* _What you should do_: Each of the lines below must be written out exactly as shown.

Task data Start Marker

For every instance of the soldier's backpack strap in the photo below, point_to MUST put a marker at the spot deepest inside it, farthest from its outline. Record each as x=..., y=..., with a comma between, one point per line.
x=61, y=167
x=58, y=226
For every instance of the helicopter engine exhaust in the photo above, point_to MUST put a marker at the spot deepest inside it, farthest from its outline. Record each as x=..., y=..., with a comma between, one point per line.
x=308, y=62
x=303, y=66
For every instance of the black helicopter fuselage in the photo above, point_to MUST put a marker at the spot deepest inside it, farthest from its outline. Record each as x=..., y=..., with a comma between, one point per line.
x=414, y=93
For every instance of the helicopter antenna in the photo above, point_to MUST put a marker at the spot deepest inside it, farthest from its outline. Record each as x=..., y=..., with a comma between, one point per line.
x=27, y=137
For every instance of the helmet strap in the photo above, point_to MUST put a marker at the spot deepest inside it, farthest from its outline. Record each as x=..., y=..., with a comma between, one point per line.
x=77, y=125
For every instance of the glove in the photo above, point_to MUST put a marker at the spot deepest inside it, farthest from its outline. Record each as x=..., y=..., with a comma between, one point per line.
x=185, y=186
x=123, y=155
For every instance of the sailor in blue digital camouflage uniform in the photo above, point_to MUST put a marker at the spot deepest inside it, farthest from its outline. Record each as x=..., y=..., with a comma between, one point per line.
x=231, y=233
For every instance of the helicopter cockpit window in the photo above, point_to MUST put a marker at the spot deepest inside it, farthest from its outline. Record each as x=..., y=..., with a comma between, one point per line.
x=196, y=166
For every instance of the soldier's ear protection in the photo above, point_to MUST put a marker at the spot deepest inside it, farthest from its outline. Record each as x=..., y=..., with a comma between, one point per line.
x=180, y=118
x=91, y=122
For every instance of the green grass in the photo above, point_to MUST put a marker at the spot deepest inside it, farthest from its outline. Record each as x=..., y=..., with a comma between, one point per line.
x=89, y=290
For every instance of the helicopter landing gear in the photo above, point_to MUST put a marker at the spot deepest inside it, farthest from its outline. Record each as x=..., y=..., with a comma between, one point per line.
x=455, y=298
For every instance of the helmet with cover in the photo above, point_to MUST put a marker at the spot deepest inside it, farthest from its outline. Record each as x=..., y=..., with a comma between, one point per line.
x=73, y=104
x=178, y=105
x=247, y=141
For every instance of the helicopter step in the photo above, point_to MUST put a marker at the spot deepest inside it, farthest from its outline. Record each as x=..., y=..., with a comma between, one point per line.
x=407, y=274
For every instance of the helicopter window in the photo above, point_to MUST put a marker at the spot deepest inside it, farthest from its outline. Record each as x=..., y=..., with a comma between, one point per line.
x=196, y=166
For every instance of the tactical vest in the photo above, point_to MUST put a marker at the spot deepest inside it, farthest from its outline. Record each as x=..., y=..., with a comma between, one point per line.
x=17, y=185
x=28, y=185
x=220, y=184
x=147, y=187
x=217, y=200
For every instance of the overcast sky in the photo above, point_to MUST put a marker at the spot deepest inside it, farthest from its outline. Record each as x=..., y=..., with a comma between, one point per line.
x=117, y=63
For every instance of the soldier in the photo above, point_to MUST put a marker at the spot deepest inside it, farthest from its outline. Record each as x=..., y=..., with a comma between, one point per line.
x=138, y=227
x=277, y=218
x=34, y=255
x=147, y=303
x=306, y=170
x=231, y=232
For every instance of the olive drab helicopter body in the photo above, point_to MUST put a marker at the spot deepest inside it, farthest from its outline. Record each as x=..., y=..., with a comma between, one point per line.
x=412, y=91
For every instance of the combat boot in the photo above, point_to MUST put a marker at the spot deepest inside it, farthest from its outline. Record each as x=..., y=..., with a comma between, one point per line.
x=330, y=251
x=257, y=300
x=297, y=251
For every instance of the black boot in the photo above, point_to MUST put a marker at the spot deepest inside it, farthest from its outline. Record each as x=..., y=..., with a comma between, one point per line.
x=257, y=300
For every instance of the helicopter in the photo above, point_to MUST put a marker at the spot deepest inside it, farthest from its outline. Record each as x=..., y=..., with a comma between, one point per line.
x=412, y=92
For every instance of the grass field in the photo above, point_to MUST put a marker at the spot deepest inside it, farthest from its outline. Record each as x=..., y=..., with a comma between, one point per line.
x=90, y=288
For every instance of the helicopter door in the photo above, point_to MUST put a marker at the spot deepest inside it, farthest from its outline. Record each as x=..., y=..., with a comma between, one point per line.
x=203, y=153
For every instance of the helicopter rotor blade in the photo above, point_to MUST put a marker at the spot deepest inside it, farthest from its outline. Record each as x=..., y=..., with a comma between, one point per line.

Task data End Marker

* _Answer to the exercise_:
For every instance of the soldier's backpack strap in the photo below, point_to MUST put a marker at the spot deepest inside it, farthest from its outline. Record each as x=..., y=..., with a comma between, one point per line.
x=61, y=167
x=58, y=226
For every instance of the helicopter engine exhaust in the photo above, point_to MUST put a marker at the spot deepest inside it, farthest from its outline. Record each as x=..., y=..., with a comma between, one point per line.
x=308, y=62
x=303, y=66
For every instance of the black helicopter fuselage in the photo above, point_to MUST put a marker at the spot deepest inside it, farthest from its outline. Record each as x=..., y=..., with a comma between, one point per line.
x=414, y=93
For every instance of the helicopter antenna in the photo above, point_to MUST put a marker at the spot deepest inside it, farthest from its outline. Record each as x=..., y=..., with a comma between, one point per line.
x=27, y=137
For every instance of the helmet strap in the photo above, point_to MUST put a marker at the spot deepest inside it, farthest from its outline. Record each as x=..., y=..., with a comma between, one point per line.
x=77, y=125
For every instance of the glove in the photo above, point_to MUST put a marker at the spot deepest inside it, farthest from its outline. Record each as x=..., y=..., with a comma between, one point per line.
x=185, y=186
x=123, y=155
For every instance of the sailor in blue digital camouflage uniform in the photo above, point_to MUST put a marker at the spot deepest inside it, farthest from its outline. Record each as x=..., y=..., with a comma between, one point per line.
x=231, y=233
For every instance of the helicopter cockpit window in the photo above, point_to MUST put a marker at the spot deepest inside it, farthest from its outline. Record each as x=..., y=..., with a comma between, one point per line.
x=196, y=166
For every instance of the soldier's ear protection in the photo above, point_to MUST put a marker at the spot deepest inside it, farthest from its outline. Record each as x=..., y=..., with a comma between, one point per line.
x=180, y=118
x=91, y=122
For every instance of the green grass in the photo above, point_to MUST put a marker at the spot deepest inside it, farthest from its outline. Record each as x=..., y=..., with a comma between, one point per line.
x=89, y=290
For every instance of the helicopter landing gear in the photo above, point_to MUST put a marker at the spot deepest inside it, farthest from its outline. Record each as x=..., y=..., with a comma between, one point per line.
x=455, y=298
For every instance of the helmet with cover in the photo above, point_to MUST put a marker at the spot deepest inside it, farthest from its outline. Record each as x=..., y=..., with a comma between, one point per line.
x=73, y=104
x=178, y=105
x=247, y=141
For every instance of the helicopter step in the photo above, point_to MUST put a marker at the spot deepest inside it, farthest from its outline. Record each as x=..., y=..., with a comma between, one point per line.
x=407, y=274
For every instance of the helicopter window in the photo above, point_to MUST put a marker at the spot deepest inside it, farthest from its outline. Record each as x=..., y=..., with a comma between, one point per line.
x=196, y=166
For every instance of the tactical vest in the photo above, point_to MUST put a marker at the spot deepest inside it, farthest from its outline. Record each as x=..., y=..., with a comma between, one point per line.
x=17, y=185
x=28, y=185
x=220, y=184
x=147, y=187
x=217, y=200
For every instance of the overcast sky in the photo above, point_to MUST put a marker at the spot deepest inside it, farthest from its outline. Record each as x=..., y=..., with a comma between, one point per line.
x=117, y=63
For every instance of the soldier in the photo above, point_to MUST put a marker at the spot deepest inside it, farthest from its outline. Record each as x=..., y=..., with a comma between, one point per line.
x=138, y=227
x=277, y=218
x=34, y=255
x=147, y=303
x=306, y=170
x=231, y=232
For every instance of the olive drab helicopter body in the photo above, point_to MUST put a marker at the spot deepest inside it, farthest from its outline. Record each as x=..., y=..., with a comma between, one point per line.
x=412, y=91
For every instance of the combat boot in the photo above, point_to MUST put a marker at the spot deepest inside it, farthest from its outline. Record each as x=..., y=..., with a comma between, one point per line.
x=330, y=251
x=257, y=300
x=297, y=251
For every instance of the black boot in the photo above, point_to MUST put a marker at the spot deepest inside it, farthest from its outline. Record each as x=..., y=..., with a comma between, one point per line.
x=257, y=300
For every instance of the helicopter in the photo above, point_to MUST put a marker at the spot deepest inside it, farthest from its outline. Record each as x=..., y=..., with a comma between, one point per line.
x=412, y=92
For every instance of the grass field in the photo above, point_to MUST put a marker at the spot deepest inside it, farthest from its outline. Record each as x=..., y=..., with a comma between, one point per line.
x=90, y=288
For every instance of the helicopter door in the photo above, point_to MUST put a marker at the spot deepest inside it, farthest from its outline. Record each as x=..., y=..., with a comma between, one point per line.
x=203, y=153
For every instance of the helicopter rotor blade in the photo above, point_to MUST put a marker at the spot deepest inside it, farthest from its outline. Record each as x=..., y=..., with a comma between, one point per line.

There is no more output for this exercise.